Stated task A: Return the review of Phoebe Miller's journals, word for word, from "Chloe Weston McKenzie found" up to and including "and heartfelt honesty.".
Stated task B: How many lines of the rows contain the string "closed"? Matches must have the same case, and the reply should be only the number.

Document excerpt:
┄┄┄┄┄┄┄┄┄┄┄┄┄┄┄┄┄┄┄┄

Most people picture Victorian England as stiff collars, coal dust, and secret scandals. Phoebe Miller’s real journals paint a far warmer picture. In Just a Plain Girl from High Wycombe, edited by Chloe Weston McKenzie and Allison Carroll, readers step inside an ordinary 1889 family and discover a practical, loving daily life that feels surprisingly modern.

Homemade Soap and Everyday Cleanliness

Phoebe wondered why she smelled better than her schoolmates. The answer was simple: her mother’s homemade soap. Each batch started with wood ash, lard, palm oil, and a little water. Mother began with too little ash and added more until the soap tested just right. Phoebe wrote that everyone assumed this was normal. Lady Alice, her wealthy tutor, was amazed. For Phoebe, staying clean was never a luxury; it was a family routine.

Stream Baths and Winter Hose Rinses

In summer, the family bathed together in a stream behind their horse farm. Father and Uncle Owen had built a rock wall that created a perfect swimming pond. In winter, they stood on rocks outside the back door, splashed heated water from a raised washtub, soaped up, and rinsed with a hose. Even the children bathed as one family. When they moved to a proper house in High Wycombe with a water closet, Phoebe still missed the stream. These honest details shatter the myth that Victorians avoided water and lived in filth.

Journals Written for Future Grandchildren

At almost ten years old, Phoebe began writing in a leather-bound journal older than she was. Her tutor told her to write as if speaking to her grandchildren. So she did record everything from soap recipes to family fights, first kisses, and prayers for rain. She described her father training horses, her mother sewing on a new Singer machine, and her uncle’s huge garden. She even confessed that she punched schoolmates and broke her finger twice.

Chloe Weston McKenzie found these seven journals in 2006 inside a locked fireproof cabinet in a dusty barn. Reading them changed her life. The pages are filled with Phoebe’s straight-up-and-down “calligraphy” handwriting, Latin phrases, and heartfelt honesty.

Just a Plain Girl from High Wycombe brings Victorian family life to life with warmth and humor. You will laugh at the stream baths, smile at the homemade soap, and feel the love that held this hardworking family together. If you enjoy real history that feels like sitting down with a friend from 1889, this book belongs on your shelf.

┄┄┄┄┄┄┄┄┄┄┄┄┄┄┄┄┄┄┄┄

Given records:
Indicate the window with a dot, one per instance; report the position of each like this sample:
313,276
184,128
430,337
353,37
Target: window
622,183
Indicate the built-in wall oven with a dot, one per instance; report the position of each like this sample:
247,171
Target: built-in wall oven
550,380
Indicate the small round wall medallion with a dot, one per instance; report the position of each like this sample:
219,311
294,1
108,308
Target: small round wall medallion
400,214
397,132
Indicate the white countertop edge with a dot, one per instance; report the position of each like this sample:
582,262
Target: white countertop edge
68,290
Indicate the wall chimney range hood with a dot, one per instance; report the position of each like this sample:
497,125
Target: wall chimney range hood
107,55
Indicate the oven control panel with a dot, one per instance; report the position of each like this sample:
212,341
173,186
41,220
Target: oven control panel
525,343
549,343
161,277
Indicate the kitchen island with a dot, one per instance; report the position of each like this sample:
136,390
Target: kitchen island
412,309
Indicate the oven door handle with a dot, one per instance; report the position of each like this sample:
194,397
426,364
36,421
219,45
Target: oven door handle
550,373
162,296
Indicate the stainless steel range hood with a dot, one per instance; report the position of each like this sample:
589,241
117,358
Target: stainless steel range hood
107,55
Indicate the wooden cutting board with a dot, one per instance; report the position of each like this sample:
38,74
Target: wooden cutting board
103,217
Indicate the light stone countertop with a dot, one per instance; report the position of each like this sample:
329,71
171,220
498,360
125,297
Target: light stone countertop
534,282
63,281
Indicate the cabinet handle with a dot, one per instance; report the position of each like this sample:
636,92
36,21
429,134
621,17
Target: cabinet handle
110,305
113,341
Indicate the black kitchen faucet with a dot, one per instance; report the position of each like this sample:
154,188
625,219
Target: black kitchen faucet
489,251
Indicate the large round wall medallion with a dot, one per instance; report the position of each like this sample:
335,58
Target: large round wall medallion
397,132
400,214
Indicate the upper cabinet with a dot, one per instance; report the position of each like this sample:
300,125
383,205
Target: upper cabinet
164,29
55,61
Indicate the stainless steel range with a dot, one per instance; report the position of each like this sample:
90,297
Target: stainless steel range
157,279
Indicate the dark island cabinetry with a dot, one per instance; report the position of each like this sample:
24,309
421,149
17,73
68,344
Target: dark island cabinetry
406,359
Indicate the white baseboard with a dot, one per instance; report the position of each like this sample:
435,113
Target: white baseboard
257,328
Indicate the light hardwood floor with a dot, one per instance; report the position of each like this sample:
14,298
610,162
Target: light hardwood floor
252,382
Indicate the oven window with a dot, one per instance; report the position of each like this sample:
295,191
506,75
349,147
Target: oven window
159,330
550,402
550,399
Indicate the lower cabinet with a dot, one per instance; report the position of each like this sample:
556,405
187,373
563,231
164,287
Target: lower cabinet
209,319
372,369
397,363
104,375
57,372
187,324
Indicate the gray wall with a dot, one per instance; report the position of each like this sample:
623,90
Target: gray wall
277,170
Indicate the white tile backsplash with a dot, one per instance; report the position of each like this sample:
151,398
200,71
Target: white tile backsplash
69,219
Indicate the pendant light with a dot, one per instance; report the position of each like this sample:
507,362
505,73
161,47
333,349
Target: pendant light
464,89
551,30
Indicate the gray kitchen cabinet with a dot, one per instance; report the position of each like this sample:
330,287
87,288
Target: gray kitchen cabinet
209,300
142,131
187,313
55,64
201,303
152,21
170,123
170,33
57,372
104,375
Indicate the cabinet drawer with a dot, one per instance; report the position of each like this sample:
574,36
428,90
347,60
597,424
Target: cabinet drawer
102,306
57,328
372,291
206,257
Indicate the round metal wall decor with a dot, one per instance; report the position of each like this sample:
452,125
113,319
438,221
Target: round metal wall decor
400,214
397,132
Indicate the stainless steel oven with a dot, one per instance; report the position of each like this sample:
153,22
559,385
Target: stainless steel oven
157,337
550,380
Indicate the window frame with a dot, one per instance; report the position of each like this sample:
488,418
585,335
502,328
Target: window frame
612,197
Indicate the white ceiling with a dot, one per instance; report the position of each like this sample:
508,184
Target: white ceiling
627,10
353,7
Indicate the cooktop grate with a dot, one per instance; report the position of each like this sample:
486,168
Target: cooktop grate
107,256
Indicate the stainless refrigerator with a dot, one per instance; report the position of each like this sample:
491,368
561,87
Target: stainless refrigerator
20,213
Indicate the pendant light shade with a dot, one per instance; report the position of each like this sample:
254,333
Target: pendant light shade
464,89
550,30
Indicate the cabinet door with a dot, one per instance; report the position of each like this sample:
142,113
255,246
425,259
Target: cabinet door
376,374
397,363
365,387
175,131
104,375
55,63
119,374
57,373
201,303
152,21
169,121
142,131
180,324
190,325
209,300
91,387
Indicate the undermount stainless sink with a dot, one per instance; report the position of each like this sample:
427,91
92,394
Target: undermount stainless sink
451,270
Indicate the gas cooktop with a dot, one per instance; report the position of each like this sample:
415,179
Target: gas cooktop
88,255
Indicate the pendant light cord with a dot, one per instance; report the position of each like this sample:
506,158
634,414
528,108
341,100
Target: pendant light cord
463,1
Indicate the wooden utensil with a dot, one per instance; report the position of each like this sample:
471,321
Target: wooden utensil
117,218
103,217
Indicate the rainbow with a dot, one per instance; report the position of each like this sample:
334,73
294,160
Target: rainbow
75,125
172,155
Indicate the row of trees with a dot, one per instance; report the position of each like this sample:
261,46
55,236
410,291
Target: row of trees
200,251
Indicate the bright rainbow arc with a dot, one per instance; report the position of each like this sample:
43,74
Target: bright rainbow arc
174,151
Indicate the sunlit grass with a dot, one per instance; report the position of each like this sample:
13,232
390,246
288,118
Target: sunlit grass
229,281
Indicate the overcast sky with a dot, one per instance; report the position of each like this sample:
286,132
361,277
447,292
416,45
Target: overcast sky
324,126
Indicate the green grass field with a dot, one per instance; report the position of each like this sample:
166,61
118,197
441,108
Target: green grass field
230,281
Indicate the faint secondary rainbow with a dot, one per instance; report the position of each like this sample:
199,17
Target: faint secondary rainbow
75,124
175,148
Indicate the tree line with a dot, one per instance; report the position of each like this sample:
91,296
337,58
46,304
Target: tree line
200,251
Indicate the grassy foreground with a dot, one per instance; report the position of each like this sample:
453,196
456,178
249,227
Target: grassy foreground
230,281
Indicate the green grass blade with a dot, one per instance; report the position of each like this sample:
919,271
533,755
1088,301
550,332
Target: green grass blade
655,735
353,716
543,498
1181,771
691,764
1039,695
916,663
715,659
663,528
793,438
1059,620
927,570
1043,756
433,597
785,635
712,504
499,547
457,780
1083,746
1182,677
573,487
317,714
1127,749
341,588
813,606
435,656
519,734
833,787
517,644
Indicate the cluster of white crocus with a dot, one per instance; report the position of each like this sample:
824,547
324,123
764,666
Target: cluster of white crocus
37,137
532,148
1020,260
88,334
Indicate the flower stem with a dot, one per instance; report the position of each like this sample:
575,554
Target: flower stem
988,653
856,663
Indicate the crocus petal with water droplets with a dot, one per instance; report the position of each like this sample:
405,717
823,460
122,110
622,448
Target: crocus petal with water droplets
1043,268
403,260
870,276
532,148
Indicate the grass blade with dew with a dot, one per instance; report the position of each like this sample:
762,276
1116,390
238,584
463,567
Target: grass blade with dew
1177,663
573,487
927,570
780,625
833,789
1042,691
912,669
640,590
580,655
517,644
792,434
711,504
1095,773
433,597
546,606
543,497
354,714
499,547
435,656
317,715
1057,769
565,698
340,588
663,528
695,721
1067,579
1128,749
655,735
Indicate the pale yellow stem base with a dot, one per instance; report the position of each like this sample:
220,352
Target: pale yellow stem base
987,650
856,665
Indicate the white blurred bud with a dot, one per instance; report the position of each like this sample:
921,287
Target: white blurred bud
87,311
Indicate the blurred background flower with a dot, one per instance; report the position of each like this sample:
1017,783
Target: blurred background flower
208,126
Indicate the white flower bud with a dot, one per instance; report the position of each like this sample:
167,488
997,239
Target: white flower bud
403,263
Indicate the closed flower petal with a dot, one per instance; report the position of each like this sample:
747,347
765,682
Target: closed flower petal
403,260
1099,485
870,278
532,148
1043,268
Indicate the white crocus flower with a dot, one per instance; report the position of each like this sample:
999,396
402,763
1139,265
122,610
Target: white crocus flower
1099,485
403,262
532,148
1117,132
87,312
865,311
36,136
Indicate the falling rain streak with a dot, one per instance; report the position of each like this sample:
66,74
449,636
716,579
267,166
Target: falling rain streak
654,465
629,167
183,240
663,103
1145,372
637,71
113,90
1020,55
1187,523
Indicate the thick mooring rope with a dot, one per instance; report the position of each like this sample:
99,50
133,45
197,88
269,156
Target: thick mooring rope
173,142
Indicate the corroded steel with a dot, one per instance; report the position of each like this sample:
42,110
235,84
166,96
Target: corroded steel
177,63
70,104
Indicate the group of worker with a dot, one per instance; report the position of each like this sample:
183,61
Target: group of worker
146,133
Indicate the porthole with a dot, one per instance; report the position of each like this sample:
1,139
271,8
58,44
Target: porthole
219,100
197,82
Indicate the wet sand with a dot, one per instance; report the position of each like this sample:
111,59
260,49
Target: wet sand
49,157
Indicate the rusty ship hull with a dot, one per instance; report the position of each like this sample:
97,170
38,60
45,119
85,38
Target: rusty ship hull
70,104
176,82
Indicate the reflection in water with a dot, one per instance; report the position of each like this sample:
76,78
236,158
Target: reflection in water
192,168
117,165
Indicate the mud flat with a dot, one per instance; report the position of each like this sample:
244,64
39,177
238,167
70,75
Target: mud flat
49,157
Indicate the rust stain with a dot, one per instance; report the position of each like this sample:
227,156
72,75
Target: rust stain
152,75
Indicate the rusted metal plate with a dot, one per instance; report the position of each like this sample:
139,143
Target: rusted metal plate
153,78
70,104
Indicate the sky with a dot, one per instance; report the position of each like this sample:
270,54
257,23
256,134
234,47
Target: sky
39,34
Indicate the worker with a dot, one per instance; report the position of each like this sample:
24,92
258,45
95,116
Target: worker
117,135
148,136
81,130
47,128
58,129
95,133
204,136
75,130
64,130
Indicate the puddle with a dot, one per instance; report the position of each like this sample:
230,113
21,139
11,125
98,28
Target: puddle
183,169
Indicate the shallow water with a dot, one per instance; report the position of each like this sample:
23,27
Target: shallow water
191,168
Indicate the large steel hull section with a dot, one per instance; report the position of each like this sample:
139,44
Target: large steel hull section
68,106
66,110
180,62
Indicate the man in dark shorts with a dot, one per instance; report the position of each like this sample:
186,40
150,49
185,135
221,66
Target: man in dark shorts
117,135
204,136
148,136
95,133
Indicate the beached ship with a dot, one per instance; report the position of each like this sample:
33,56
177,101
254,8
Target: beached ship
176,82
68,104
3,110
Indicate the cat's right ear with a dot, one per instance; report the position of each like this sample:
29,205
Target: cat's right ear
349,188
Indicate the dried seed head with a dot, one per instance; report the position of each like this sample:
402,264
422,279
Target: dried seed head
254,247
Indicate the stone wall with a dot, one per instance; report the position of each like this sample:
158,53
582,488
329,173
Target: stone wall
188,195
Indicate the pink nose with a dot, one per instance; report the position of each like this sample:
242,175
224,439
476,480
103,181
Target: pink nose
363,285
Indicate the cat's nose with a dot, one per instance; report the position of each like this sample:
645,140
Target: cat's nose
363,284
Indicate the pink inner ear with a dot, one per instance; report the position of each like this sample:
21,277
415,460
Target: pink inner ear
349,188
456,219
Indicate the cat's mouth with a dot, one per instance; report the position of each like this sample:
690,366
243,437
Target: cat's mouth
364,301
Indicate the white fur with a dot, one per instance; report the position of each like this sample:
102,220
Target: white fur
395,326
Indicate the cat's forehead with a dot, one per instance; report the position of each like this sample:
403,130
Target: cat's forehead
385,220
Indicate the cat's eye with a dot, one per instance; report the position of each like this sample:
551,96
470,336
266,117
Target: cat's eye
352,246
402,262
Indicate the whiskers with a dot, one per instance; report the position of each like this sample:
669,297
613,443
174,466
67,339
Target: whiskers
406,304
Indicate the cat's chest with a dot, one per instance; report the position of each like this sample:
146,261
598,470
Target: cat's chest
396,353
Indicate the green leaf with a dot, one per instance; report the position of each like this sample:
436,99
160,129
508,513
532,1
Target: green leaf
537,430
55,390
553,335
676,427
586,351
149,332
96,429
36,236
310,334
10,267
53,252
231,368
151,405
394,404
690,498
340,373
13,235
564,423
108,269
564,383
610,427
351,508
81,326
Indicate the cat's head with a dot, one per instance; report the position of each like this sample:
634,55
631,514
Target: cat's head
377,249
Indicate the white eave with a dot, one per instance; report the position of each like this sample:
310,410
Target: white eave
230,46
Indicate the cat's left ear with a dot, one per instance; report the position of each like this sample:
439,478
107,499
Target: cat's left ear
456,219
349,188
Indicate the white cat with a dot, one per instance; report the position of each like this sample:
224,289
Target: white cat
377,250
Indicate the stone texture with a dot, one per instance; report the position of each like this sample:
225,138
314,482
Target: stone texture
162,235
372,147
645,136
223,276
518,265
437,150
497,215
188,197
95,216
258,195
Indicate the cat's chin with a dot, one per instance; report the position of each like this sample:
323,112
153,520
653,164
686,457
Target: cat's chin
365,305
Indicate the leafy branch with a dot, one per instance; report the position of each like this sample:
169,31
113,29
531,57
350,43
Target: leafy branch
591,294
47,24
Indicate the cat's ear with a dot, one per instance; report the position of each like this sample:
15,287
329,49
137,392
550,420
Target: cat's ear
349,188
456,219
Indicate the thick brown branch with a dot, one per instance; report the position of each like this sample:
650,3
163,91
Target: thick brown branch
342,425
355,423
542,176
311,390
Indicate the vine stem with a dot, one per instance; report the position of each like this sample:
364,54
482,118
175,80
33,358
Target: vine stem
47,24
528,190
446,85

┄┄┄┄┄┄┄┄┄┄┄┄┄┄┄┄┄┄┄┄

Full solution A:
Chloe Weston McKenzie found these seven journals in 2006 inside a locked fireproof cabinet in a dusty barn. Reading them changed her life. The pages are filled with Phoebe’s straight-up-and-down “calligraphy” handwriting, Latin phrases, and heartfelt honesty.

Full solution B: 2